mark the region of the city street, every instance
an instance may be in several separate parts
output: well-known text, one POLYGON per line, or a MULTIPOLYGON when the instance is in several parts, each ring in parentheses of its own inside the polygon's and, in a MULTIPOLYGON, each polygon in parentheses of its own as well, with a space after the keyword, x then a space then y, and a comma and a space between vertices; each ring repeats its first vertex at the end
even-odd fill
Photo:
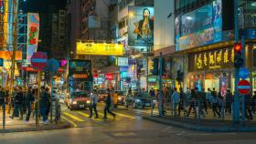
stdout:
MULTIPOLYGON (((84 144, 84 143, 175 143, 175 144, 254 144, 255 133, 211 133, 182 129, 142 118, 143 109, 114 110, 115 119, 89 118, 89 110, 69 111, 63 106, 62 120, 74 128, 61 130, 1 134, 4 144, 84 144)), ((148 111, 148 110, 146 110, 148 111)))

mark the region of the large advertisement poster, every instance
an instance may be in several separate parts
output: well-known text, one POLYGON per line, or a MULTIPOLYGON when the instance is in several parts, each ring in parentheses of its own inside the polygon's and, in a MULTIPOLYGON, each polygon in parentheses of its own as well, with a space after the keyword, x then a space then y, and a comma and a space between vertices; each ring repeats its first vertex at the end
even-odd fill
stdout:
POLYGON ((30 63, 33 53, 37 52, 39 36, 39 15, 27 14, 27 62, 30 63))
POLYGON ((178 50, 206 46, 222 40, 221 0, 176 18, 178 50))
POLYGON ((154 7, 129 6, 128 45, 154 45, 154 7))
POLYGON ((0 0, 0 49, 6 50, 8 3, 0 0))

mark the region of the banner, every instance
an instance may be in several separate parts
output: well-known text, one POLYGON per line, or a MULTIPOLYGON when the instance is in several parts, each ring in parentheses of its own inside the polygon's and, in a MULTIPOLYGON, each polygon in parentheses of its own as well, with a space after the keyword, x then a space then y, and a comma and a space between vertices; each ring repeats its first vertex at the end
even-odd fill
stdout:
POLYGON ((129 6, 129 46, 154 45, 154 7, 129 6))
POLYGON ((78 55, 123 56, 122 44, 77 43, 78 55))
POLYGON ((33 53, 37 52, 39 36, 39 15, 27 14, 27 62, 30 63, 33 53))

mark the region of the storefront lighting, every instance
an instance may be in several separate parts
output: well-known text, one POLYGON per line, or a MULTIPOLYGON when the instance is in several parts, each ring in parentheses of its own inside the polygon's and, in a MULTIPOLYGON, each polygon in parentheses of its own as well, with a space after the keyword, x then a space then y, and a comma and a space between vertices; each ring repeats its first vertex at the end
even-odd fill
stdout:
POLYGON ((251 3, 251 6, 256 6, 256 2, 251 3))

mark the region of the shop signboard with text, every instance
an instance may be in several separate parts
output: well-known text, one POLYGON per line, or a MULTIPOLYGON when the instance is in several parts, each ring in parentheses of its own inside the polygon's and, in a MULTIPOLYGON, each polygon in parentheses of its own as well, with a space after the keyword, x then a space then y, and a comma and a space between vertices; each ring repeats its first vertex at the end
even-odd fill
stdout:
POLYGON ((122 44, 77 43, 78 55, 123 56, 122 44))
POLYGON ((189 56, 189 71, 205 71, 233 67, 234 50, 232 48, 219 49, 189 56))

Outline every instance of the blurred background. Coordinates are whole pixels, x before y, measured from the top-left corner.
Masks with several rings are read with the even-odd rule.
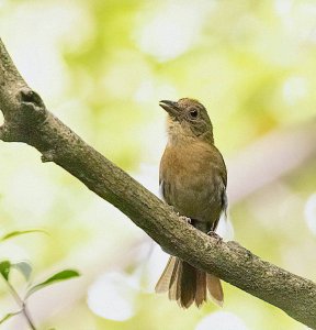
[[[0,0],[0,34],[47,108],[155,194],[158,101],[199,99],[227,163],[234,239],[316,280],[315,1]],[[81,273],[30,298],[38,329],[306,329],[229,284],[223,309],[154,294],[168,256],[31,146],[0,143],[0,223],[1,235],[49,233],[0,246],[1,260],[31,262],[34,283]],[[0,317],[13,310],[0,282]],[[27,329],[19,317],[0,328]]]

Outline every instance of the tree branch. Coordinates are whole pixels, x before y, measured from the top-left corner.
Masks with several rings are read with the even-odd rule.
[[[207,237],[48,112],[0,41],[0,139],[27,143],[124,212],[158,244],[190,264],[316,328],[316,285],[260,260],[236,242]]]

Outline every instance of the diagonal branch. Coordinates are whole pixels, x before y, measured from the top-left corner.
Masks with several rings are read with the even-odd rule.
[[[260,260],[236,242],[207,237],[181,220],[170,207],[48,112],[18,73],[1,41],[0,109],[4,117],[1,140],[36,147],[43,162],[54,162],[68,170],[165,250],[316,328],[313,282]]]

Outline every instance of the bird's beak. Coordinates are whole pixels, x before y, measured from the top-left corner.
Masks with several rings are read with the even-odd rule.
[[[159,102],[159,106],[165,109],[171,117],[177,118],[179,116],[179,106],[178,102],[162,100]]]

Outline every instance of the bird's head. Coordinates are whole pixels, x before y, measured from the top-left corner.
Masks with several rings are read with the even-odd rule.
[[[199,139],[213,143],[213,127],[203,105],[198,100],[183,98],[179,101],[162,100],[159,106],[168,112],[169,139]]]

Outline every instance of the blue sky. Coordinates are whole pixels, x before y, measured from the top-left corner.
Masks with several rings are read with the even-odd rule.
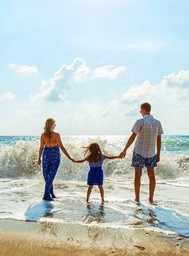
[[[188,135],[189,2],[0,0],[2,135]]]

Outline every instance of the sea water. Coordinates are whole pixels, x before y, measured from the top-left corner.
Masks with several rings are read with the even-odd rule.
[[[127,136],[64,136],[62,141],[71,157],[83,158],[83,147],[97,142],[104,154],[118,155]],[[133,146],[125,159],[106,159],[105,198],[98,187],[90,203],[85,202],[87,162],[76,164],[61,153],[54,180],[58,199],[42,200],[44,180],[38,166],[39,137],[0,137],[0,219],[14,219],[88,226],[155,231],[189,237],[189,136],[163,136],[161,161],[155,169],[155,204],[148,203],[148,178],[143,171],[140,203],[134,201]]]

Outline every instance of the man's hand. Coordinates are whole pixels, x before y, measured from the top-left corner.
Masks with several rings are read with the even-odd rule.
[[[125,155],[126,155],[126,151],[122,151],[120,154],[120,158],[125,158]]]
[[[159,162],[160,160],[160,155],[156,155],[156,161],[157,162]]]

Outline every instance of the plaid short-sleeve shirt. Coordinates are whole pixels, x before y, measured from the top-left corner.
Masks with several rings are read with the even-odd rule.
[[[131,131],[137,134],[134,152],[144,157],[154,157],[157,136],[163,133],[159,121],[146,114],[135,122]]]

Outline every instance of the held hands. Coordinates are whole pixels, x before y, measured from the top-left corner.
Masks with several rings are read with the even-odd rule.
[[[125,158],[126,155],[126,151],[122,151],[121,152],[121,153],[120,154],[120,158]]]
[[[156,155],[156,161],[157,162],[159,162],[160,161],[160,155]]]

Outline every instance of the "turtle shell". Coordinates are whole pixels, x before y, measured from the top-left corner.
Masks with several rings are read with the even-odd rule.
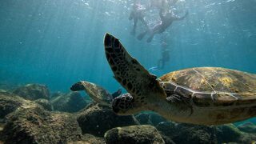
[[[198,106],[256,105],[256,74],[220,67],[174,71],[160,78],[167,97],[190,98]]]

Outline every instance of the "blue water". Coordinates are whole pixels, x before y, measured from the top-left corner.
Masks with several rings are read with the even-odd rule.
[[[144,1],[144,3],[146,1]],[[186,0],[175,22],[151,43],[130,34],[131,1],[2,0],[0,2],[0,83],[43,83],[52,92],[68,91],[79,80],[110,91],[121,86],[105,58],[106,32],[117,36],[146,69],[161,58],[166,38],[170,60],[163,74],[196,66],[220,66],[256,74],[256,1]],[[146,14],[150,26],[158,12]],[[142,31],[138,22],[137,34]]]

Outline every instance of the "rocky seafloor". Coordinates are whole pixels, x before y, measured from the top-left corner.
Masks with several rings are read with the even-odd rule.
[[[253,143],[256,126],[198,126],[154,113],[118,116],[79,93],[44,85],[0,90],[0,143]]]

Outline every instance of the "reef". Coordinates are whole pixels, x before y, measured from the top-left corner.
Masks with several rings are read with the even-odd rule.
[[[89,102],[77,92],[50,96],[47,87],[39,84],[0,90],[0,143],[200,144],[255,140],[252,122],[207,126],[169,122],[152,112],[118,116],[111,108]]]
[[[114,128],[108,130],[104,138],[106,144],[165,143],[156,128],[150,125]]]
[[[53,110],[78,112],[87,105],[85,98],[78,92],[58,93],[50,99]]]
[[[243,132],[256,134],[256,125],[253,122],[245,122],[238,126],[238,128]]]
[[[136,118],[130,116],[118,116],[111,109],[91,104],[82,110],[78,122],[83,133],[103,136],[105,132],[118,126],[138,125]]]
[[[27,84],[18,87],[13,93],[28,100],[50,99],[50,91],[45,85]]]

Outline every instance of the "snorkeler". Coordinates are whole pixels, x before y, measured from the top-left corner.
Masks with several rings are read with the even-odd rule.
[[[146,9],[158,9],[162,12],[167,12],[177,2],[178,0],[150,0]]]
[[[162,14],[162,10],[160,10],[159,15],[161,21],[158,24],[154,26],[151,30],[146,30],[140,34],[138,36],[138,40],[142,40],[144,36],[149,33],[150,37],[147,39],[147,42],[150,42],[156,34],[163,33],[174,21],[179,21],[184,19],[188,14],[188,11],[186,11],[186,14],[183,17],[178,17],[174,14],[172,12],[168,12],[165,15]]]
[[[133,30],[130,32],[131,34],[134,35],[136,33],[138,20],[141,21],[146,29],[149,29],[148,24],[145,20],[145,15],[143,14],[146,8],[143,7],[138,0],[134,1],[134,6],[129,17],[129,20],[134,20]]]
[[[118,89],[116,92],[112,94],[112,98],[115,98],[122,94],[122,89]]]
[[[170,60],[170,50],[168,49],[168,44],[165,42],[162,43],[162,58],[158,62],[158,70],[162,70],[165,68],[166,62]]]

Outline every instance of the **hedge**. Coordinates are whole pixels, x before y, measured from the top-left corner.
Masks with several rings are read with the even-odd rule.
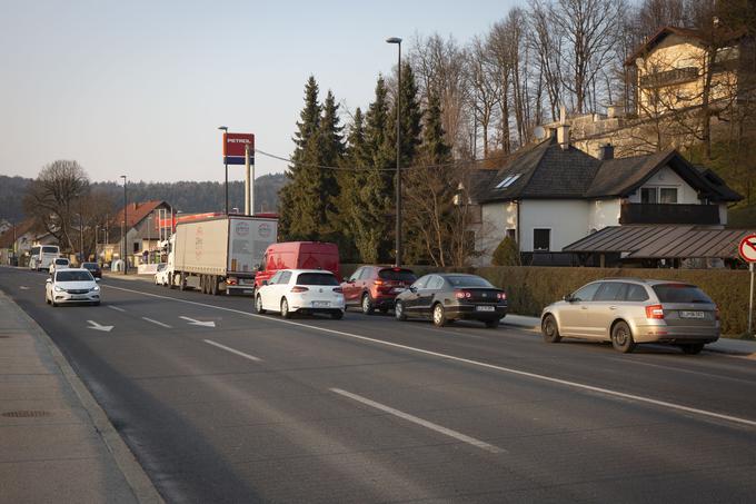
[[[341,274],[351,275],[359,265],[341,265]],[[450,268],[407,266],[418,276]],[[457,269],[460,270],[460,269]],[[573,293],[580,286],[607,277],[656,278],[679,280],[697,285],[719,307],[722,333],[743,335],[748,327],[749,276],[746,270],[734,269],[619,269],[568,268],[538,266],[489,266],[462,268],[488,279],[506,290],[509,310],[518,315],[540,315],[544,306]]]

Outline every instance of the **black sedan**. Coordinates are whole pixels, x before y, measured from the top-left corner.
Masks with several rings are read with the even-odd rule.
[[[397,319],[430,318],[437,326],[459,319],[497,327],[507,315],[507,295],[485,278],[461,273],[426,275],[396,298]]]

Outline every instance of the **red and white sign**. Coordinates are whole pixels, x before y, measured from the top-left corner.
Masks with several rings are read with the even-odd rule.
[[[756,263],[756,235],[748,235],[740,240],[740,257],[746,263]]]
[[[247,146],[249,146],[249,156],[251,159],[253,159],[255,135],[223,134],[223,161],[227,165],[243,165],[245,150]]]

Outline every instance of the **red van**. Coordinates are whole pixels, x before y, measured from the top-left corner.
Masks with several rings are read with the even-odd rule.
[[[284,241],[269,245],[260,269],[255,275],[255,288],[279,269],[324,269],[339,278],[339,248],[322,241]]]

━━━━━━━━━━━━━━━━━━━━

**REQUEST**: Rewrite the listing above as a numbered list, starting at its first line and ending at the line that contains "POLYGON ((0 0, 0 49, 6 50, 8 3, 0 0))". Skip blank lines and leave out the pictures.

**RESPONSE TO THIS TASK**:
1. mark the region of the city street, every instance
2. an instance may be in several separate parts
3. output: well-known text, one POLYGON per line, or a MULTIPOLYGON when the instance is in several parts, each ring in parentheses of its own inside the polygon's and, in a MULTIPOLYGON, each polygon in parentheses of its own as well, with a space after the keyword, x then a space then y, and a comma and a space between vertices; each ring repeats its first vertex at the end
4. even-odd fill
5. Photo:
6. stdout:
7. MULTIPOLYGON (((84 144, 84 143, 175 143, 175 144, 254 144, 255 133, 211 133, 182 129, 142 118, 143 109, 114 110, 115 119, 89 118, 89 110, 69 111, 63 106, 62 120, 74 128, 61 130, 1 134, 4 144, 84 144)), ((148 111, 148 110, 146 110, 148 111)))
8. mark the region of the large advertisement poster, every instance
9. an instance may be in several separate parts
10. output: well-known text, one POLYGON per line, or a MULTIPOLYGON when the instance is in several parts, each ring in parentheses of its own inside the polygon's and, in a MULTIPOLYGON, each polygon in parentheses of its own as well, with a space after the keyword, x then a space then y, and a comma and a space between vertices; each ring repeats its first vertex at the end
11. even-odd fill
12. stdout:
13. POLYGON ((30 63, 33 53, 37 52, 39 36, 39 15, 27 14, 27 62, 30 63))
14. POLYGON ((178 50, 206 46, 222 40, 221 0, 176 18, 178 50))
15. POLYGON ((154 7, 129 6, 128 45, 154 45, 154 7))
16. POLYGON ((0 0, 0 49, 6 50, 8 3, 0 0))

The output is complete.